Tasks to carry out:
1. Read the post about the extended Return of the King DVD below and decide whether each statement agrees with it: (a) the DVD is sold at a New York City store for $39.99; (b) both Easter eggs are on the first disc; (c) Grima stabs Saruman twice. Answer yes or no for each and quote the words from the post that decide it.
2. Carry on the post about the extended Return of the King DVD from its final sentence, in the same voice.

Excerpt provided:
More on the EE: Clarifying Robert’s Review
Warren wrote in to tell us about the Extended DVD and also to respond to Robert’s review which we posted yesterday:
“Hello, since I saw the ROTK EE last night, I though I’d throw my two cents in. First, for all those in NYC, you can purchase the ROTK EE DVD at a video store on the corner of 40th St. and 8th Ave. (across from the Port Authority south building). Take the stairs down leading to the subway and the store is right there (Warning! Lots of adult titles as well). Price is $39.99.
“Also, in terms of Easter Eggs, there are two (both in the same places as in the FOTR EE version). On the first disc we have the interview with Dominic Monaghan and Elijah Wood via satelitle, with Dom pretending to be a German journalist and asking Elijah outrageous questions. Very funny. On the second disc, we find the clip from the MTV movies awards where VinceVaugh and Ben Stiller pitch a Lord of the Rings sequel to PJ. Hysterical!
“Now, onto the extended/new scenes. Note I’ve only commented on a number of them since it’s too difficult to recall everything that clearly (I was up until 3AM watching). Still here goes…” [From here, I’ve left Robert’s review as is, and put Warren’s comments in quote marks – Tehanu]
4 The Voice of Saruman
Even though Gimli’s rush, Gandalf states he wants Saruman alive. Saruman appears from the top of the tower and offers peace to Denethor. But the king, with fervor, recalls the deads and the pain caused by Saruman’s actions and concludes saying that peace will be only when him hanging from a pitchfork. Saruman becomes again haughty, while Gandalf asks to turn himself on their side. Saruman predicts that Aragorn won’t be King and their death, accusing Gandalf of betraying his friends to catch up his aims. Suddenly, he attacks with an enormous ball of fire Gandalf, who not only is safe, but destroyes Saruman’s staff with an enchantment.
Then Theoden speaks to Grima, proposing to him not to follow Saruman. But the raging wizard states that Wormtongue will never be free and hits him. While Saruman offers a barter to Gandalf, Grima stabs him two times, just before being hit by Legolas. Saruman throws down and gets impaled as we all seen in that picture many years ago. As the mill revolves, the corpse slips into water and loses the Palantir.

Data segment:

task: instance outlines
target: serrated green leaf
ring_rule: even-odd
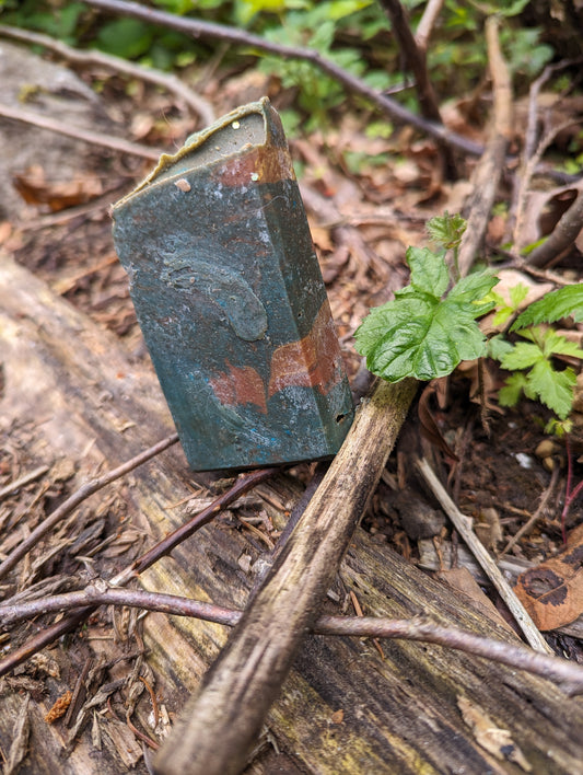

Task answers:
1.
(a) Yes: "Price is $39.99."
(b) No: "On the second disc, we find the clip from the MTV movies awards where VinceVaugh and Ben Stiller pitch a Lord of the Rings sequel to PJ."
(c) Yes: "Grima stabs him two times"

2.
Much ado about nothing. Frankly, after seeing it, you can guess why they cut the scenes a year ago. While the official justification was that ‘it slowed down the action” (and it’s true), on the other hand the visual effects are really tawdry. Moreover, the scene lacks of the charisma and the fascination which we all expected. Far away from the fight between the two wizards in “The Fellowship”…
Warren: “I completely disagree with the reviewer. First, we needed some closure on Saruman. Second, Theoden’s speech is fiery and emotional. More importantly, after his speech Saruman angrily taunts him as a “lesser son” noting how it was not Theoden who won the battle at Helms Deep. This adds to Theoden’s disappointment in himself as we see when he mentions this point to Eoywen, and further clarifies his sense of pride, accomplishment, and being worthy, before he dies on the battelfield. Grima’s expression of being betrayed by Saruman is noteworthy, which drives him to stab Saruman in the back. Last, the question of how the palantir gets into Pippin’s hands is answered when, after having fallen from the top of Orthanc, Saruman lands on the wheel, the palantir slips out of his robe and falls into the water.”
5 Return to Edoras
It’s a scene we know very well: the one about the celebration of the victory. But there’s a nice addition: a drink game, in which Legolas and Gimli bet who will drink more. After tens of jugs, Gimli first farts, and then says “Its the dwarves that go swimming with the little, hairy women”; finally belchs. Legolas seems to give away, but when Gimli begins to claim victory it’s him who falls down shattered. “Game Over”, says the elf.
Warren: “I agree. It’s a great scene. One addition not mentioned is that just before Gimli keels over, Legolas says “Wait! I think I’m beginning to feel a sensation in my fingertips.” In addition, as Merry and Pippin are dancing on the table, Pippin glances over at Gandlaf (thinking about the Palantir perhaps) who gives him a knowing/warning look, causing Pippin to pause in the middle of the song and dance. Merry has to chide Pippin into continuing.”
7 Eowyn’s Dream
While everybody sleeps, Aragorns goes into the hall where Eowyn rests and tucks in her blankets. She takes his hand and tells a dream she’s just had, with a terrible wave and the darkness which covered her. He consoles her. A scene which doesn’t add anything important.
W: “I agree here…doesn’t really add much other then showing how it is that Aragorn was outside when Pippin steals the Palantir from Gandalf.”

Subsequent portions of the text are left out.